- **Aim of the exercise**: Find the line with "Target: balcony" in the records below. Copy it and every line after it, up to and including the line with "(format x=532, y=1321)".

______

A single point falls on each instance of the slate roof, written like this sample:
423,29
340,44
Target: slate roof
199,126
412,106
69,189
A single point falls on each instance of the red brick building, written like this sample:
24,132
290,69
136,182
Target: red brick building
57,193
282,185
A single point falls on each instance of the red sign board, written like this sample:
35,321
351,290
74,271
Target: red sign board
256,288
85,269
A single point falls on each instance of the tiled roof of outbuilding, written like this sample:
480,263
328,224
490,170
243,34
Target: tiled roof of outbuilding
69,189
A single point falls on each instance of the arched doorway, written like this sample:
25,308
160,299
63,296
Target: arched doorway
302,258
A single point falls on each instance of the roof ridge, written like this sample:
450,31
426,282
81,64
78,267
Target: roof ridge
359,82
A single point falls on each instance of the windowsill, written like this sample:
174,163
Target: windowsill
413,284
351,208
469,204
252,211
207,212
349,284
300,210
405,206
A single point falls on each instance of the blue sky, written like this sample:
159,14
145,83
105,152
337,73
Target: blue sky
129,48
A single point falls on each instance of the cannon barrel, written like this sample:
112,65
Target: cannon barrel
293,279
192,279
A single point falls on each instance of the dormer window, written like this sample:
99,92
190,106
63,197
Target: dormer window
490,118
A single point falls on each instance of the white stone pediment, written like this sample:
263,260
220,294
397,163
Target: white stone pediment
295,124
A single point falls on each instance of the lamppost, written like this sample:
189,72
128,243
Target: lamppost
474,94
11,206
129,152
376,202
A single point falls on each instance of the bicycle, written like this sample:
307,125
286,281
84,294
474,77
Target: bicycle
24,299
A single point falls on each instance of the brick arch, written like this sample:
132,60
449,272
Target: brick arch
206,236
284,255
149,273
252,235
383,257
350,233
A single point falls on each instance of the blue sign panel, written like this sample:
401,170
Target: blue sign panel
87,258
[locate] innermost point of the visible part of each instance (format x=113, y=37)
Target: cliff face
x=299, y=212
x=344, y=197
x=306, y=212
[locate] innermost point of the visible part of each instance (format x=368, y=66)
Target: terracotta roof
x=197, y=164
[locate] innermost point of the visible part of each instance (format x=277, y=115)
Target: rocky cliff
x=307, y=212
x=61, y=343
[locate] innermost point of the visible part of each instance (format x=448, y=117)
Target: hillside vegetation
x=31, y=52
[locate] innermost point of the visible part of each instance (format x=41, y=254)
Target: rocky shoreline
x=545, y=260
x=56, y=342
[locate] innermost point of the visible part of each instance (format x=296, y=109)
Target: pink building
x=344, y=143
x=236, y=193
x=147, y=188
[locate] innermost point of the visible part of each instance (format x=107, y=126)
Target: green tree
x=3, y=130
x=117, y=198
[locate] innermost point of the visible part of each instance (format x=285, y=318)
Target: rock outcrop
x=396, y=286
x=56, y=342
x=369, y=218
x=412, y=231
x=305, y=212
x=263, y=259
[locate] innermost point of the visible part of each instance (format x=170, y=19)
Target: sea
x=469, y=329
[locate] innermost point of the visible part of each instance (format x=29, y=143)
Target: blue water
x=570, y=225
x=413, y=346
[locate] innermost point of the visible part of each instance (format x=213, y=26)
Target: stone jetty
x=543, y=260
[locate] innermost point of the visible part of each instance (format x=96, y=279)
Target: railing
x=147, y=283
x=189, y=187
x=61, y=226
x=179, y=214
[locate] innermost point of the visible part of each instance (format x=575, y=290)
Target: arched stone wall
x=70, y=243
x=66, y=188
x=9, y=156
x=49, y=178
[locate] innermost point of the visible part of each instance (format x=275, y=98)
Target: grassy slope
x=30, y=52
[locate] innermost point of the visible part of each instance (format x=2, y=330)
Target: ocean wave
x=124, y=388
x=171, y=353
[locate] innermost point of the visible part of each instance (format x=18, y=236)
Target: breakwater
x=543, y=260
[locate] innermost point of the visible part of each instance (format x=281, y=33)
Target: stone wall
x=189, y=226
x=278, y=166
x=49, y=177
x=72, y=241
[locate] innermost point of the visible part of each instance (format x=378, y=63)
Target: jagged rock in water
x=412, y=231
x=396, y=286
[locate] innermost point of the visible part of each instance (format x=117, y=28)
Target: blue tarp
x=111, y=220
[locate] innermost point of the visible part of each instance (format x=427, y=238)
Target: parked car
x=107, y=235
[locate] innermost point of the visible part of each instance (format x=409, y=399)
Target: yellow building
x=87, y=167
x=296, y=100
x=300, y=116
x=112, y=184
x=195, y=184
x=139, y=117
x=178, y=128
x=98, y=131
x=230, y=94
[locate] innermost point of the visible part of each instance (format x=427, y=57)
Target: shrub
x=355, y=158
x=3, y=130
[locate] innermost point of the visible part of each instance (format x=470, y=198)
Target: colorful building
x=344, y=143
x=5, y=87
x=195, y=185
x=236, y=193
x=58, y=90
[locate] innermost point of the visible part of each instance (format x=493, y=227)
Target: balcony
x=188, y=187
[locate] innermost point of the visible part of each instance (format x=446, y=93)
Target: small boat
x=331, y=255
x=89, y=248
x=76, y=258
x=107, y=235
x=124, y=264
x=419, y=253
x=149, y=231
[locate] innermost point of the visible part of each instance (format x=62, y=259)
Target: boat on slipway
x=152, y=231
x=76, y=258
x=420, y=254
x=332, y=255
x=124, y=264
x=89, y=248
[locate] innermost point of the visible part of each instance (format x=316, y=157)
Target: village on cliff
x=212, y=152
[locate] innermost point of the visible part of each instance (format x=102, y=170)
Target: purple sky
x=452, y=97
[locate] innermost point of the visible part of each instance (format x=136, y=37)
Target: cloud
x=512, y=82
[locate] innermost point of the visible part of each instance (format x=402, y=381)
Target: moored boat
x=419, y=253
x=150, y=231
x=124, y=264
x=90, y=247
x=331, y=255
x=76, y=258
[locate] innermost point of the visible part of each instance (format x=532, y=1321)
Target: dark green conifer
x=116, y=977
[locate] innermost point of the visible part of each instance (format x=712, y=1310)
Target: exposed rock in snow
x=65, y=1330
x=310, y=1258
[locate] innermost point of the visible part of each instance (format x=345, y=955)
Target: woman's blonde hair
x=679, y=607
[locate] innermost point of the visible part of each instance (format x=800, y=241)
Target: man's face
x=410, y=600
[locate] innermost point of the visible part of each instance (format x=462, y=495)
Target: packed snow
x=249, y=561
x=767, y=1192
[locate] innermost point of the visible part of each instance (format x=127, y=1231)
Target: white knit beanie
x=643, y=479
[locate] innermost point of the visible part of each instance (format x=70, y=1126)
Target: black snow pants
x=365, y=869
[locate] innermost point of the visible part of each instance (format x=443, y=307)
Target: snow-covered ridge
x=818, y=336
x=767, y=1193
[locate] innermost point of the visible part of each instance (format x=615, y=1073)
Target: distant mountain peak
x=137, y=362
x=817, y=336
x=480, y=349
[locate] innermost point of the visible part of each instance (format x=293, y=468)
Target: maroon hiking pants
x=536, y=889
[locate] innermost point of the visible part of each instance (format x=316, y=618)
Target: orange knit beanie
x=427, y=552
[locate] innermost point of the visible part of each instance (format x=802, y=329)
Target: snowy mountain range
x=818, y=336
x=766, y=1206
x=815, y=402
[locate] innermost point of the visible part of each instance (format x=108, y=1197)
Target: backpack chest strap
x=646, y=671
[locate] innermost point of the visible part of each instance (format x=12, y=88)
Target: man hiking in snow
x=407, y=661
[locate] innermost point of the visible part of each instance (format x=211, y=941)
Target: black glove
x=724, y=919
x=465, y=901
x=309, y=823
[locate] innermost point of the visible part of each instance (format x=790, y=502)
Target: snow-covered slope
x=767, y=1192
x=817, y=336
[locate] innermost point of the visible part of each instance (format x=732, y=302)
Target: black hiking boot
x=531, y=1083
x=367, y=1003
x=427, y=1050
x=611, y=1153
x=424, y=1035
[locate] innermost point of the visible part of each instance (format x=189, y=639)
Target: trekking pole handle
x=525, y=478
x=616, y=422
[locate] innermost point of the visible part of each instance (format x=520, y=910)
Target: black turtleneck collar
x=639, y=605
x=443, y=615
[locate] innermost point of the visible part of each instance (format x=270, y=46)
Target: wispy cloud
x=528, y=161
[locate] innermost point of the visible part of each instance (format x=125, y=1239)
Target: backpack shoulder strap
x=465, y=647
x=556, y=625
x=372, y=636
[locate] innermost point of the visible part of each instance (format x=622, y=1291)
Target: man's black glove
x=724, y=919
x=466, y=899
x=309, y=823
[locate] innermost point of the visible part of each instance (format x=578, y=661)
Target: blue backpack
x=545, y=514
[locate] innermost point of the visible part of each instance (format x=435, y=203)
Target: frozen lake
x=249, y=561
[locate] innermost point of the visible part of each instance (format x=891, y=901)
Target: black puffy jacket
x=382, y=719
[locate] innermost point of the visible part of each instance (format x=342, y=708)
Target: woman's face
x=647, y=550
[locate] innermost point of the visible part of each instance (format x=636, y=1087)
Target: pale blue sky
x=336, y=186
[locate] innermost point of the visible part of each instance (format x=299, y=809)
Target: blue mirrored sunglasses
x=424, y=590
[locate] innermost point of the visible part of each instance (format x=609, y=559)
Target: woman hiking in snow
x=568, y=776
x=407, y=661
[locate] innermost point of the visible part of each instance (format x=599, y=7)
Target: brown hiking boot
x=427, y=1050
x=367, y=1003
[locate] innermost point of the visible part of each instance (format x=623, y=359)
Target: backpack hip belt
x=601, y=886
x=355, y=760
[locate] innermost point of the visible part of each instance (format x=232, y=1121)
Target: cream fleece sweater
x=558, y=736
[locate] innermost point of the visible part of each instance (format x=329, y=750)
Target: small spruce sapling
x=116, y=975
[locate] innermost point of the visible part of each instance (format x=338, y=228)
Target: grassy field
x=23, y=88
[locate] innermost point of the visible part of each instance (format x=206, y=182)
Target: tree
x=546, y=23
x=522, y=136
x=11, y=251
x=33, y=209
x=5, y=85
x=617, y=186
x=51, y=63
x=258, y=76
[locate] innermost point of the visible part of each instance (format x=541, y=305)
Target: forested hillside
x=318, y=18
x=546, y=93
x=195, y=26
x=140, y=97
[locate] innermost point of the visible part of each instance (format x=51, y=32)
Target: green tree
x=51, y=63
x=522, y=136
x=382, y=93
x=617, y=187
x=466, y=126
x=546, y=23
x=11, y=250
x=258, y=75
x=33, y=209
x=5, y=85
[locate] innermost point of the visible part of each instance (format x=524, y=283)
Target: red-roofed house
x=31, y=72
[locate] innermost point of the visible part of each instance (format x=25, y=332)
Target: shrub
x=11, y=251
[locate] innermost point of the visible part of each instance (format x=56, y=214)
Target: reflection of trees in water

______

- **Result for this task**:
Target: balcony
x=188, y=187
[locate] innermost point of the visible part of each instance (format x=446, y=93)
Target: small boat
x=331, y=255
x=89, y=248
x=76, y=258
x=107, y=235
x=124, y=264
x=419, y=253
x=149, y=231
[locate] innermost point of the visible part of each instance (format x=62, y=259)
Target: boat on slipway
x=152, y=231
x=76, y=258
x=420, y=254
x=332, y=255
x=124, y=264
x=89, y=248
[locate] innermost point of the visible part of each instance (format x=316, y=157)
Target: village on cliff
x=212, y=152
[locate] innermost point of the visible part of each instance (format x=102, y=170)
Target: purple sky
x=452, y=97
[locate] innermost point of the visible part of each instance (format x=136, y=37)
Target: cloud
x=512, y=82
[locate] innermost point of the visible part of each instance (format x=402, y=381)
Target: moored boat
x=419, y=253
x=150, y=231
x=124, y=264
x=90, y=247
x=331, y=255
x=76, y=258
[locate] innermost point of the visible part of each instance (format x=532, y=1321)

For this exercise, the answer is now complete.